USING THE INFORMATION:
1. From the piece on 2014 asbestos litigation highlights, reproduce the text starting at "A prior jury" and ending at "at $2,500,000 each.".
2. In the piece on 2014 asbestos litigation highlights, condense the paragraph that opens with "A prior jury had found" into a short bulleted list that keeps its main facts.
Start of EXCERPTED PASSAGE
An Important Year For Asbestos Litigation – Kazan Law Highlights From 2014
The year 2014 was an important one for favorable asbestos litigation verdicts and landmark decisions our firm was able to achieve for our clients. Our precedent-setting work will also benefit many other victims of harmful asbestos exposure and personal injury. Here are several highlights:
$11 Million Award in Wrongful Death Asbestos Litigation
The year 2014 started with January’s Alameda County $11 million verdict in a wrongful death asbestos litigation suit (Emily Bankhead, Tammy Bankhead, and Debbie Bankhead Meiers v. ArvinMeritor, Inc., et al.,) against Pneumo Abex LLC.
A prior jury had found that Pneumo Abex’s asbestos-containing brakes were defective, and that Pneumo Abex negligently, intentionally, and maliciously caused Mr. Bankhead’s fatal mesothelioma. The jury valued Emily Bankhead’s losses at $6 million, and Tammy Bankhead’s and Debbie Bankhead-Meiers’s losses at $2,500,000 each.
$5 Million Asbestos Litigation Verdict Upheld for Mesothelioma Victim
In April, a California court of appeals upheld a $5,437,882 verdict for malignant mesothelioma patient James Hellam against industrial-products supplier Crane Co. (Hellam v. Crane Co).
The appellate court held that evidence supported the finding that Crane’s gaskets and cement were defectively designed because they emitted and exposed Hellam to significant levels of toxic asbestos fibers during ordinary use. The court agreed that the jury rightly attributed Crane’s products being the cause of Hellam’s malignant mesothelioma.
End of EXCERPTED PASSAGE
Start of RAW DATA
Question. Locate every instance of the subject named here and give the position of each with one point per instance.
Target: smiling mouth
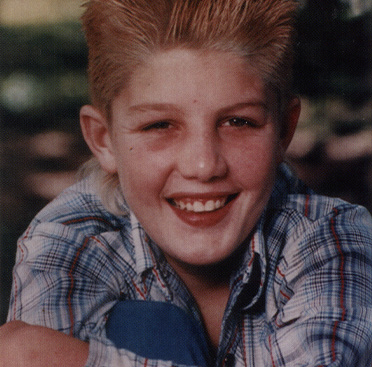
End of RAW DATA
RESPONSES BY TASK:
1.
A prior jury had found that Pneumo Abex’s asbestos-containing brakes were defective, and that Pneumo Abex negligently, intentionally, and maliciously caused Mr. Bankhead’s fatal mesothelioma. The jury valued Emily Bankhead’s losses at $6 million, and Tammy Bankhead’s and Debbie Bankhead-Meiers’s losses at $2,500,000 each.

2.
- A prior jury found Pneumo Abex's asbestos-containing brakes defective.
- That jury found Pneumo Abex negligently, intentionally, and maliciously caused Mr. Bankhead's fatal mesothelioma.
- The jury valued Emily Bankhead's losses at $6 million.
- The jury valued Tammy Bankhead's and Debbie Bankhead-Meiers's losses at $2,500,000 each.